▶ _TASK BRIEF_: Give back exactly the lines from the "Where can the pale" line to the final line of the records, and only those, minus any pictures.

══ DATA SECTION

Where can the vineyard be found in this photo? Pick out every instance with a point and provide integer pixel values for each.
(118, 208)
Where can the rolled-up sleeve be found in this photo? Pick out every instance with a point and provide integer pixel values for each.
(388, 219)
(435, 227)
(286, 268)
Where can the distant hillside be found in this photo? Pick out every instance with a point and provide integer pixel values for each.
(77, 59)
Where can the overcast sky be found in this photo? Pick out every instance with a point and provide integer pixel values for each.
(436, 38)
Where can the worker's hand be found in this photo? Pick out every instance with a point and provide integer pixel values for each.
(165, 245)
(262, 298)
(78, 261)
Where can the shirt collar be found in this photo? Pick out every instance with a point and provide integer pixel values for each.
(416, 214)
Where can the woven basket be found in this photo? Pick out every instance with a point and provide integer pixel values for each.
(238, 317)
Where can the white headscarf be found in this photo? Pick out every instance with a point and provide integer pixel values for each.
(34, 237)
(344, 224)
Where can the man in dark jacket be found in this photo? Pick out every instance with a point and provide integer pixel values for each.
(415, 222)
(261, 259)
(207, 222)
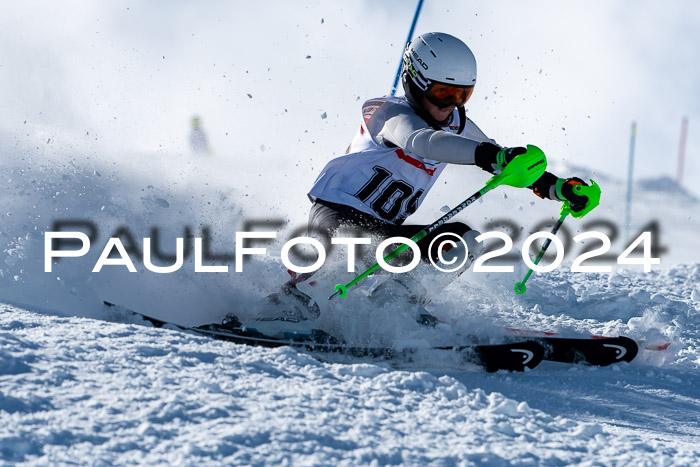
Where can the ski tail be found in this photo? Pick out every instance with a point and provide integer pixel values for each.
(516, 356)
(601, 351)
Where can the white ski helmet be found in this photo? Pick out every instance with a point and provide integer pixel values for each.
(440, 67)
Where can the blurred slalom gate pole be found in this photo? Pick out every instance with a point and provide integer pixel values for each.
(630, 170)
(410, 35)
(681, 150)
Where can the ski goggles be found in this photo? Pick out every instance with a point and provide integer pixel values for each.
(445, 95)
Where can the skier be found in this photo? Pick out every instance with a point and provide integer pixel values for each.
(401, 148)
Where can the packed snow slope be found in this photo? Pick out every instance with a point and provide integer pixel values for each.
(82, 383)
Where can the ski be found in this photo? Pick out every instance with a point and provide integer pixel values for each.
(594, 350)
(658, 346)
(510, 356)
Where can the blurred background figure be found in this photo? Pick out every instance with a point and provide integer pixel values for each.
(198, 138)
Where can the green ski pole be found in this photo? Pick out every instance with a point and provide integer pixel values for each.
(522, 171)
(593, 194)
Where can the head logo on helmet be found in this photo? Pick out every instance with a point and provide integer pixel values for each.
(441, 68)
(417, 57)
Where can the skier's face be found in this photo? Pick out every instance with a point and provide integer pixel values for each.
(438, 113)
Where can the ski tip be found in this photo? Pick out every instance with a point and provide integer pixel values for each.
(340, 291)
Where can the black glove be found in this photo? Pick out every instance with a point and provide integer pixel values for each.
(565, 192)
(493, 158)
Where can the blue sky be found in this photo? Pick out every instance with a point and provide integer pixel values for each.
(567, 76)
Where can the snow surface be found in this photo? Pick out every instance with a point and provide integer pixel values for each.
(86, 384)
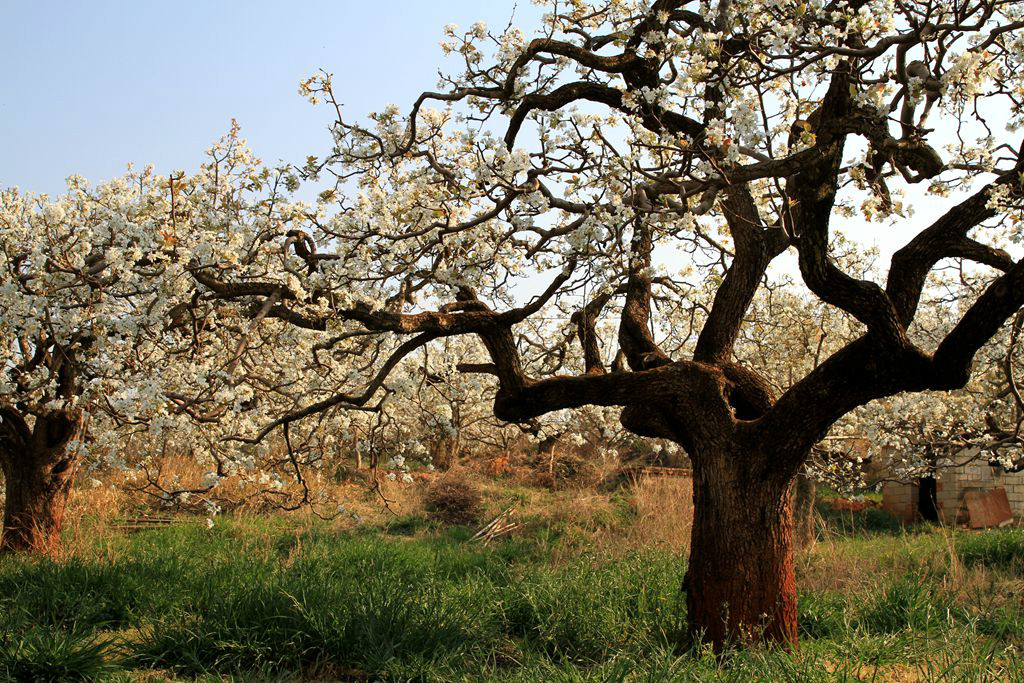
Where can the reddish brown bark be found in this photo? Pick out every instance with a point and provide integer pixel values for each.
(38, 471)
(740, 584)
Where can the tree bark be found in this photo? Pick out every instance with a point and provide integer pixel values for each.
(740, 585)
(38, 478)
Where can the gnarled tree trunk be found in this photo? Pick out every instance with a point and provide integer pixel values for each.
(740, 583)
(38, 468)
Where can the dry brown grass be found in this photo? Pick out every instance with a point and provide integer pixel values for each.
(664, 512)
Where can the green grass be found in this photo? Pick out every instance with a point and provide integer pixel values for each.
(252, 600)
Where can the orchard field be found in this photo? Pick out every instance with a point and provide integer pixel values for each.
(386, 409)
(587, 589)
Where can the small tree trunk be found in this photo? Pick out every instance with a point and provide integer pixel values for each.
(740, 585)
(38, 483)
(803, 510)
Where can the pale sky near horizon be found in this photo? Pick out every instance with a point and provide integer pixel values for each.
(90, 86)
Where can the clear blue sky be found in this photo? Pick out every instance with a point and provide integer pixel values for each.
(88, 86)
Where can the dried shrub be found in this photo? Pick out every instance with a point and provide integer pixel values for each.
(454, 501)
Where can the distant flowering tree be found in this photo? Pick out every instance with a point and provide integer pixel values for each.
(103, 337)
(627, 138)
(86, 289)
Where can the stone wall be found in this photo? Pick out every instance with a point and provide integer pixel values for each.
(955, 477)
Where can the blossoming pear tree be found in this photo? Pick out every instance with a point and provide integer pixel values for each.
(633, 152)
(105, 342)
(87, 289)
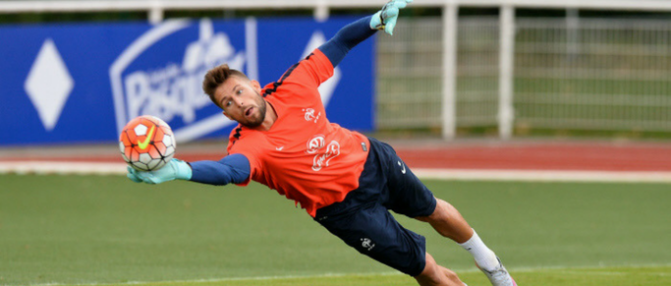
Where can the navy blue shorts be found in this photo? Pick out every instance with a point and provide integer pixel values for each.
(363, 220)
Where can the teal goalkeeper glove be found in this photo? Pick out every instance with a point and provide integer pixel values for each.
(385, 19)
(175, 169)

════

▶ _THE RESPONSE_:
Where can the pale sky near horizon be found in this photo? Pick out every instance with a point and provide integer pixel values for each.
(90, 86)
Where can the clear blue sky be found in this photo? Pick out every instance with a point and provide integer pixel values for each.
(88, 86)
Where can the dried shrub be found in this photo? Pick out every instance with a point and provide integer pixel values for each.
(454, 501)
Where can the distant flowering tree be found in this photo? Pick out every instance with a point and provide integer pixel values for each.
(103, 337)
(627, 138)
(86, 289)
Where can the stone wall be found in this photo? Pick out every instance with a point and provide integer pixel values for each.
(955, 477)
Where can the blossoming pear tree be found in this photo? Pick out every instance with a point and provide integer pixel values for each.
(633, 152)
(105, 342)
(87, 289)
Where can the navy blue shorts be found in this photo? Pick out every instance with a point and provide integer pixel values for each.
(363, 220)
Where can the teal goalkeeper glove be found in this photo? Pick out every instance with a point and provide integer pixel values for each.
(385, 19)
(175, 169)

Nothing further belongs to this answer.